_SUPPLIED TEXT_

********************

On the date I am writing this editorial, while regions of Spain are still on total lockdown, others have advanced to more lenient stages. In any case, I remember my life before the pandemic with a feeling of disbelief, the same feeling that guided me during the structured routine in which the COVID-19 pandemic forced us to live. Sometimes, I cannot figure out what was more unreal, whether the life before the pandemic or what we have lived in the past months.
Now, our old movements strike me as excessive, baroque and even superfluous. As our frenetic days passed by, we did not get to realize why the activities we were so committed to were so essential and necessary. And while we were engaged in something that seemed indispensable, without advance notice, all of a sudden, everything stopped. As it occurs when someone is given a diagnosis, what seemed urgent disappeared; tense conversations muted, outstanding debts were forgotten, scheduled dates never called again.
In the midst of uncertainty, hospital pharmacies have responded with the conviction that it was essential to supply doubtful or not-proven treatments, search for scarce critical medications, act fast to prevent irreversible errors, find ways to provide care in unofficial locations: beds in hotels, sports centers, libraries … arrange home care to provide emotional and therapeutic support to relief patients’ anxiety.
As a scientific society, we were committed to resolve doubts, select relevant information from the overwhelming amounts of data generated everyday, facilitate the reading and understanding of publications, and update information regularly. We also channeled funds to meet the needs of hospital pharmacies and improve the safety of professionals and patients, and made an effort to narrow knowledge gaps with the most accurate data that were available.
We are now in a crucial transition to normality, but we are not longer the same. Maybe we no longer idealize normality as all we possessed or the world we belonged to. Maybe we all secretly dream of changing reality. Deep inside, we feel that we cannot return to the old normality. Everything has changed so much. We are no longer the same, and what we remember is not longer useful for the future.

********************

Items in a dataset
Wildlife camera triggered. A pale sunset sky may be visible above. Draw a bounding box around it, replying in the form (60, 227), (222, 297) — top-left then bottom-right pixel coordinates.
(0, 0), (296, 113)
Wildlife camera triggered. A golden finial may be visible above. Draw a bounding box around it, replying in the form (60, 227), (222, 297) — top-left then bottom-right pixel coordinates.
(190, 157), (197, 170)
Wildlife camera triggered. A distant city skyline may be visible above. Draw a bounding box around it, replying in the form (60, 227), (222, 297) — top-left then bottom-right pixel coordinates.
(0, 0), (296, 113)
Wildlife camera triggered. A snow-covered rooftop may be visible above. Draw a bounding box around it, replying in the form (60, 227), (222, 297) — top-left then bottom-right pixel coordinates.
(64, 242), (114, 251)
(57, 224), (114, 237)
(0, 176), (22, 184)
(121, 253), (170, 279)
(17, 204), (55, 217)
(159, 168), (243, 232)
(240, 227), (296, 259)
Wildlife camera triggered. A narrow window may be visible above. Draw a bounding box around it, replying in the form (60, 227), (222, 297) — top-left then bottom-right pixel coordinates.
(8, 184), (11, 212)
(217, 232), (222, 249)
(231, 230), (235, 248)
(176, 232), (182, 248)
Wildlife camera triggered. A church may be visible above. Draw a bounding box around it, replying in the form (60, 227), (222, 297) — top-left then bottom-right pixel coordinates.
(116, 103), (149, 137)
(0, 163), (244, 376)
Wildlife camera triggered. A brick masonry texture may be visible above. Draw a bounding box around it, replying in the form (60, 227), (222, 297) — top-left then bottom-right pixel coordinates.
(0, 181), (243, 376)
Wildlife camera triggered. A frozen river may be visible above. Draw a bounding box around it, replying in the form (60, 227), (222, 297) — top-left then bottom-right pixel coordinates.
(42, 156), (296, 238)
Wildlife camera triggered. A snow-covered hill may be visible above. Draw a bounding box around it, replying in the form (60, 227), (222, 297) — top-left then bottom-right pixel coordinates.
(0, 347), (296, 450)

********************

_TASK OBJECTIVE_
In the editorial on the pandemic, which unofficial locations are listed where hospital pharmacies found ways to provide care?

_EXERCISE RESPONSE_
Beds in hotels, sports centers, and libraries.